→ **RECORDS FOR THE EXERCISE**:

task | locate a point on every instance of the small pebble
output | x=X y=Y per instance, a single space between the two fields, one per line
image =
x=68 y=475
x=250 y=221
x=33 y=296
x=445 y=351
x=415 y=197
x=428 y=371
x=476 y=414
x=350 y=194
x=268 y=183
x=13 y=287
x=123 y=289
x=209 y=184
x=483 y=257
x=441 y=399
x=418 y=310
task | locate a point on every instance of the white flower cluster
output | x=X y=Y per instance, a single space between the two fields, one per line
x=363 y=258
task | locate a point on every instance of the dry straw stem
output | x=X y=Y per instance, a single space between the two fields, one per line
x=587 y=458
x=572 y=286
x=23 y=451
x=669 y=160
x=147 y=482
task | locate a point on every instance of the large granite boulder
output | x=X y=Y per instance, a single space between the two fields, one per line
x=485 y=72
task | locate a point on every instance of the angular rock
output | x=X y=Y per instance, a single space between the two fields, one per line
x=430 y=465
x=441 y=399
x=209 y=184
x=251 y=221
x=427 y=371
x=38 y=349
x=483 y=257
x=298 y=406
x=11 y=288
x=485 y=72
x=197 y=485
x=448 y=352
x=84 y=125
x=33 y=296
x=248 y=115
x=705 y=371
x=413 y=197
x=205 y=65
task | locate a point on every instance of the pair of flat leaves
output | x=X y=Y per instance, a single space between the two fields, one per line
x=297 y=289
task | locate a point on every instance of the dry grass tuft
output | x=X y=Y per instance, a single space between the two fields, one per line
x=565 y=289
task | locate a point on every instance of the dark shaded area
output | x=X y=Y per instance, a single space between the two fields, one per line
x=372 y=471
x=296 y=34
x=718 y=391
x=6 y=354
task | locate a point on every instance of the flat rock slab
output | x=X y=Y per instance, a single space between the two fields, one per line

→ **AIM OF THE EXERCISE**:
Copy the whole listing above line for line, keeping every character unchanged.

→ **EXERCISE ANSWER**:
task | locate a point on every instance of the small pebble
output | x=X y=Y per instance, a single space between the two fields, one per line
image =
x=68 y=475
x=250 y=221
x=33 y=296
x=445 y=351
x=415 y=197
x=428 y=371
x=476 y=414
x=350 y=194
x=268 y=183
x=13 y=287
x=123 y=289
x=209 y=184
x=483 y=257
x=441 y=399
x=418 y=310
task | locate a point on every instance of the white flower cluster
output | x=X y=Y per instance, a single space between the two fields, one per line
x=363 y=258
task | locate a point on every instance of the dry straw stem
output | x=X y=Y per instance, a single space between the two fields, one per line
x=587 y=458
x=572 y=286
x=23 y=451
x=669 y=160
x=147 y=482
task | locate a point on every instance of the large granite boulder
output | x=X y=Y per instance, a single space between the two fields, one per line
x=485 y=72
task | locate a point on every instance of the angular rock
output | x=X y=Y per instance, a single space between the two fields, one per line
x=430 y=465
x=441 y=399
x=209 y=184
x=251 y=221
x=427 y=371
x=38 y=349
x=483 y=257
x=298 y=406
x=11 y=288
x=485 y=72
x=197 y=485
x=448 y=352
x=84 y=125
x=33 y=296
x=248 y=115
x=705 y=371
x=413 y=197
x=205 y=65
task | locate a point on every instance of the pair of flat leaves
output | x=X y=Y per instance, a single space between the two fields, one per line
x=297 y=289
task | locate a point on every instance of the dry grass tuft
output | x=X y=Y per instance, a single space between the two fields, one per line
x=565 y=289
task | locate a point on every instance of the dark shaded area
output | x=X y=Y per instance, a single space between the two fields, one per line
x=372 y=471
x=296 y=34
x=718 y=391
x=6 y=354
task | locate a point on every instance of the flat rock slab
output | x=X y=Y per instance, a single space between the two fields, one per line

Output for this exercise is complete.